**EXTRACT TO READ**
********************

Announcement

Collapse
No announcement yet.
X
  • Filter
  • Time
  • Show
Clear All
new posts

  • Error with function that uses -rdiscrete()-

    I have a small program to generate multinomial random variables in Stata, given an existing Stata variable name and a probability vector. It's a wrapper for a Mata function that uses Mata's -rdiscrete()-. The problem I'm having is that -rdiscrete()- occasionally will not execute with certain probability vectors.

    -rdiscrete()- understandably requires a probability vector that sums *very* closely to 1.0, a problem my function adapts to by checking for this problem and always making a tiny adjustment to the first element of the probability vector. After many years of using this function without incident, I encountered a problem while trying to generate a uniform multinomial variable with 7 categories.

    The surprising thing is that -rdiscrete()- worked with a 7-element probability vector that was a *little* bit off from summing to 1.0, but *failed* when I gave it an input vector for 7 categories that was *closer* to summing to 1.0! This stumps me, though my guess goes to some kind of precision issue. Do any of you have an idea of what the problem might be?

    Code for the Mata function, including some debugging echos and some relevant examples appear below.


    Code:
    cap mata mata drop multi()
    mata:
    void multi(string varname, string okname, real scalar N, real colvector prob)
    // Generate multinomial random variable in Stata.
    {
       "Input prob vector:"  
       prob
       // If sum of prob. vector differs from 1.0 by too much, it's an error.
       diff = sum(prob) - 1.0
       if (abs(diff) > 1e-6) {
         st_local(okname, "0")
         exit
       }
       // User-given prob. vectors often differ a little from 1.0 due to precision issues.
       // Avoid this by *always* trivially adjusting the first element in the vector.
       "diff before adjustment: " + strofreal(diff, "%20.5g")
       prob[1] = prob[1] - diff
       diff = sum(prob) - 1.0
       "diff after adjustment: " + strofreal(diff, "%20.5g")
       x = rdiscrete(N, 1, prob)
       st_store(., varname,  x)      
       st_local(okname, "1")
    }
    end
    //
    // Examples, good and bad.

********************

**Stored data**
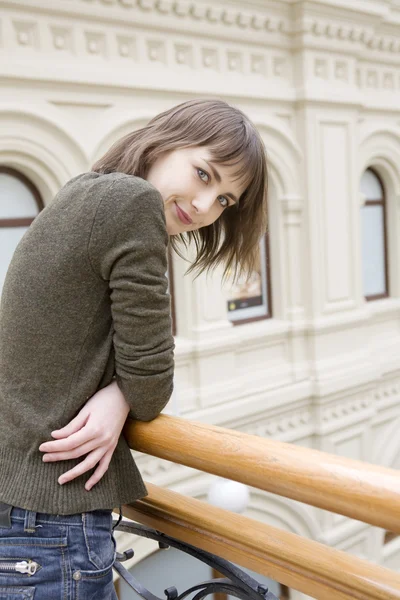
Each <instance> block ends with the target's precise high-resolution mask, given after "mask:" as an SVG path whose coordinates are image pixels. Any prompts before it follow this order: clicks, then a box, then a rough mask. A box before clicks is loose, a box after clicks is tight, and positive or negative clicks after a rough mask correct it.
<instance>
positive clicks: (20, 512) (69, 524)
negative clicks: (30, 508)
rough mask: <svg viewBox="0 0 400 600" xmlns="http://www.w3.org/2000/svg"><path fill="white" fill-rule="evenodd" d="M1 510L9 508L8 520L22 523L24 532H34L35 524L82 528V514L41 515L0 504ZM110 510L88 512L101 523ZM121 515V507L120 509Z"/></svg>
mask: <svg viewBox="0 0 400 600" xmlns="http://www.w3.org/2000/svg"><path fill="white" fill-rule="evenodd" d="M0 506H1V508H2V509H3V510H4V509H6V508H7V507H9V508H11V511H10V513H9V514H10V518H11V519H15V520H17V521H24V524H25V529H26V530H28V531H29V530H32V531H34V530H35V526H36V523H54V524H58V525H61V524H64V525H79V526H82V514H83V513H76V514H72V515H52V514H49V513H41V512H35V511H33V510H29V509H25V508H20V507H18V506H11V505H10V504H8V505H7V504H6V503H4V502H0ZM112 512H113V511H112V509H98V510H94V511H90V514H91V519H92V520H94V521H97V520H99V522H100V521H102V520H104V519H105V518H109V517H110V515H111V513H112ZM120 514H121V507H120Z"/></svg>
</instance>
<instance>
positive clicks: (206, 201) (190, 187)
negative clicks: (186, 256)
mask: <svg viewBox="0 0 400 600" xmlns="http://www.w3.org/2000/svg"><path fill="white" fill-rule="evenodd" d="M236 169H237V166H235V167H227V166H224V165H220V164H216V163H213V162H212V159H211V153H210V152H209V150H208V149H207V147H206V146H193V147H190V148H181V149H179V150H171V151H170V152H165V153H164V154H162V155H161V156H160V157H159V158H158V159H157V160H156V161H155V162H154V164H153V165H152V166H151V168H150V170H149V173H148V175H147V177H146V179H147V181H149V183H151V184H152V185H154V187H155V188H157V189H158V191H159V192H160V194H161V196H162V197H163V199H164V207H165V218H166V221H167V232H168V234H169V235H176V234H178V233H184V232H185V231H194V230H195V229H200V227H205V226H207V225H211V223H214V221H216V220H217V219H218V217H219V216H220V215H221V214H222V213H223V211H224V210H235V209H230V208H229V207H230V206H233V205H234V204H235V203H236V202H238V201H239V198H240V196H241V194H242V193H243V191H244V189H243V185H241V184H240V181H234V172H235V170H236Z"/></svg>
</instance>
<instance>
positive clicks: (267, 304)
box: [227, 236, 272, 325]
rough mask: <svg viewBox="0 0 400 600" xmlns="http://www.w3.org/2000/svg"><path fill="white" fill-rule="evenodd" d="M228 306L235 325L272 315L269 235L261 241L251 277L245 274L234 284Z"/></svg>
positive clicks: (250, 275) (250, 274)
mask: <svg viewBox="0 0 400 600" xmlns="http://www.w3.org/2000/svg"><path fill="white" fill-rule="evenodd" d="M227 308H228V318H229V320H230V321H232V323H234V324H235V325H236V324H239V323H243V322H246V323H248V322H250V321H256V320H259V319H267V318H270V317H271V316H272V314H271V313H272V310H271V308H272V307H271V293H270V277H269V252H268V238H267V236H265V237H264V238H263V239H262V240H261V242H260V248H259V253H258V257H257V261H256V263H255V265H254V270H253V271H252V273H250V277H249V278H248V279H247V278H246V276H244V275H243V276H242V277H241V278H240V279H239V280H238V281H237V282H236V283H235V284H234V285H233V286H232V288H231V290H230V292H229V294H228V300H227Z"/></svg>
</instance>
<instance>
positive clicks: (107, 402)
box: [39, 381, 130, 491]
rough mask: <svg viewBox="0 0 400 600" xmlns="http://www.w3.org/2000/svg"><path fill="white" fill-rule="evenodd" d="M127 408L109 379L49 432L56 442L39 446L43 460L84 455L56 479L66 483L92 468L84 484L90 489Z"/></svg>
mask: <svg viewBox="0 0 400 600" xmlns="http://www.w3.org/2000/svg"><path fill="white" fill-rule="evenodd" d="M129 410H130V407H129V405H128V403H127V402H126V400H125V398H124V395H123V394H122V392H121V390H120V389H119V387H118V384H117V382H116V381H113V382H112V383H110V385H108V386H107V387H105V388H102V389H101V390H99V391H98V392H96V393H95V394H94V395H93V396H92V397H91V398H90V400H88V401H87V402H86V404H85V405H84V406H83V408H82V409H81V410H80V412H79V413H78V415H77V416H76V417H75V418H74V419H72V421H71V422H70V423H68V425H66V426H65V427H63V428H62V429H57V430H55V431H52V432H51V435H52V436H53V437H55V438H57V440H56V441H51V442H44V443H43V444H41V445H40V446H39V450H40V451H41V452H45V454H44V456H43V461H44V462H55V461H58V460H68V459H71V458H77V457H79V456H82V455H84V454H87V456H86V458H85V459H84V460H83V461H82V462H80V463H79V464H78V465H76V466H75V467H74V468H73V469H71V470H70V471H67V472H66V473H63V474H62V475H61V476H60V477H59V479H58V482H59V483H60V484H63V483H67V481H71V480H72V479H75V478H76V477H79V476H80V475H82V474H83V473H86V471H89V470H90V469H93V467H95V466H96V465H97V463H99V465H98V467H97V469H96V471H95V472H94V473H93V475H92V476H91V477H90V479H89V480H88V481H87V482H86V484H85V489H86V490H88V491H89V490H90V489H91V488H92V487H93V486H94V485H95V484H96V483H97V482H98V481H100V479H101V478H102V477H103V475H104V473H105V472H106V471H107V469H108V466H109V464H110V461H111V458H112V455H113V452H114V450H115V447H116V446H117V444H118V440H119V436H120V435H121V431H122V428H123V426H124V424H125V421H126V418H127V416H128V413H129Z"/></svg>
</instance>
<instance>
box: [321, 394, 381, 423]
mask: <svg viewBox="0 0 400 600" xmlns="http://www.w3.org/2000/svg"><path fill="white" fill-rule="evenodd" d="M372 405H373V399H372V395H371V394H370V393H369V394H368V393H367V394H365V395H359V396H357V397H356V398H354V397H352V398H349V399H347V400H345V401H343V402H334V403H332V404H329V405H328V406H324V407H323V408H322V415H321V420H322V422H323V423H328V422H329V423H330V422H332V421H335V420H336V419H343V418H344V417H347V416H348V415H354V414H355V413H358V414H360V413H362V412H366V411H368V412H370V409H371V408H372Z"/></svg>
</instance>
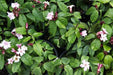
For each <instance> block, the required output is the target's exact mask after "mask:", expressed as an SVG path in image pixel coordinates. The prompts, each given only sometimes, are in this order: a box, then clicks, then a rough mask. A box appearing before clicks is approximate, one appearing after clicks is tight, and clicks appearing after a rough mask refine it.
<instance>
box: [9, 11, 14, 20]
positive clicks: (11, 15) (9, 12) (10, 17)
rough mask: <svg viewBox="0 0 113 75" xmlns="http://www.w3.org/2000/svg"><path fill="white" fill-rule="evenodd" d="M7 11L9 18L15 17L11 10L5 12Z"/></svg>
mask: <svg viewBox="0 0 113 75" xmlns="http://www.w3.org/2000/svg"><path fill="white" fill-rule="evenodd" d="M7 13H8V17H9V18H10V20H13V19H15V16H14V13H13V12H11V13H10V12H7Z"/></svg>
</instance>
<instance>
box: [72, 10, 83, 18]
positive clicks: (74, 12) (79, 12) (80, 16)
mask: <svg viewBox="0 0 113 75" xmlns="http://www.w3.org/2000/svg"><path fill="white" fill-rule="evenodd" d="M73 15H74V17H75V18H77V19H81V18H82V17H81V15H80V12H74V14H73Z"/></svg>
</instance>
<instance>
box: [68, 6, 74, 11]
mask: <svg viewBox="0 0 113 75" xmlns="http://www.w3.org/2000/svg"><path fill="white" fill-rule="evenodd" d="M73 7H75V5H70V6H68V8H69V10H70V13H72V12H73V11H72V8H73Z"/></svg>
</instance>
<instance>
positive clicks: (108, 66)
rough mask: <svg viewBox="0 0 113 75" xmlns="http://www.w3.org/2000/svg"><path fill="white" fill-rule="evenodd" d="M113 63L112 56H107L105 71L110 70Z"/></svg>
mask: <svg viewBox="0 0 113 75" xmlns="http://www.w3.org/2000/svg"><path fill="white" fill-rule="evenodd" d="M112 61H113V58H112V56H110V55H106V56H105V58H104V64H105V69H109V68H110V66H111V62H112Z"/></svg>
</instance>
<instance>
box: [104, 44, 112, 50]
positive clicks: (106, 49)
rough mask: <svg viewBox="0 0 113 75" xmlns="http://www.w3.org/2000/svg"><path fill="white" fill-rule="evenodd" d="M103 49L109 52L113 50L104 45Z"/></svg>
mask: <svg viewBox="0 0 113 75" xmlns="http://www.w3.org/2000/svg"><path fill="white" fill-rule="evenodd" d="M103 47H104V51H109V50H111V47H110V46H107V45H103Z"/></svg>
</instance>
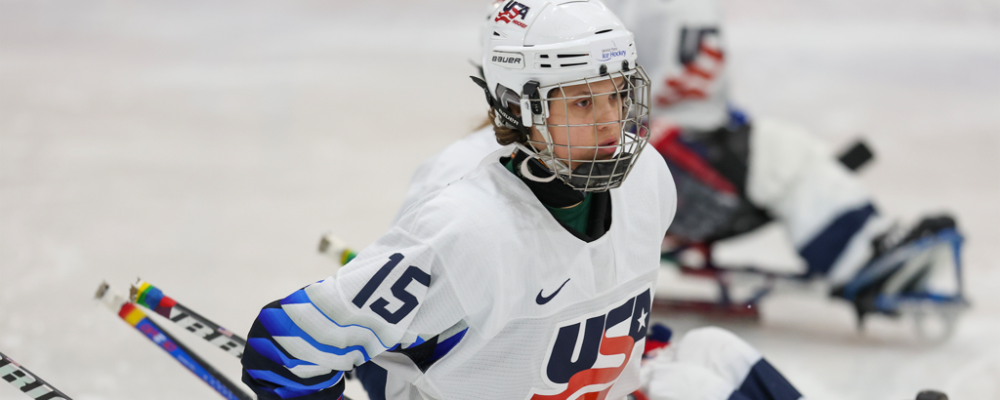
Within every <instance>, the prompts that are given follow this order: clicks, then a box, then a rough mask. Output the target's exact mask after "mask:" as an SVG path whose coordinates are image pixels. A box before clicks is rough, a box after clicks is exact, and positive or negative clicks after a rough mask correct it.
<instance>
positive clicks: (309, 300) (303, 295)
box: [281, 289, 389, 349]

********************

**INSTRUCTION A**
Can you condense the paragraph of the Stata forum post that begins "-rdiscrete()- understandably requires" into a short bulleted list that keeps its main facts?
**INSTRUCTION B**
Would you reproduce the stored data rows from their start through the line containing "510L9 508L8 520L22", leaving out the pictures?

**ANSWER SPACE A**
- -rdiscrete()- needs a probability vector whose sum is very close to 1.0.
- The function handles this by checking for the problem and always making a tiny adjustment to the first element of the vector.
- After many years of use without incident, the function hit a problem when generating a uniform multinomial variable with 7 categories.

**ANSWER SPACE B**
Each <instance> block ends with the target's precise high-resolution mask, given after "mask:" as an SVG path whose coordinates are image pixels. Any prompts before it follow this order: clicks, then a box, then a rough mask. A box before clicks is loose, a box after clicks is tight, and positive or negative clicks after a rough mask correct it.
<instance>
positive clicks: (20, 512) (69, 524)
negative clicks: (30, 508)
rough mask: <svg viewBox="0 0 400 600" xmlns="http://www.w3.org/2000/svg"><path fill="white" fill-rule="evenodd" d="M1 510L9 508L8 520L22 523L24 532H34L35 524L82 528V514L41 515L0 504ZM110 510L88 512L101 523ZM121 515V507L120 509Z"/></svg>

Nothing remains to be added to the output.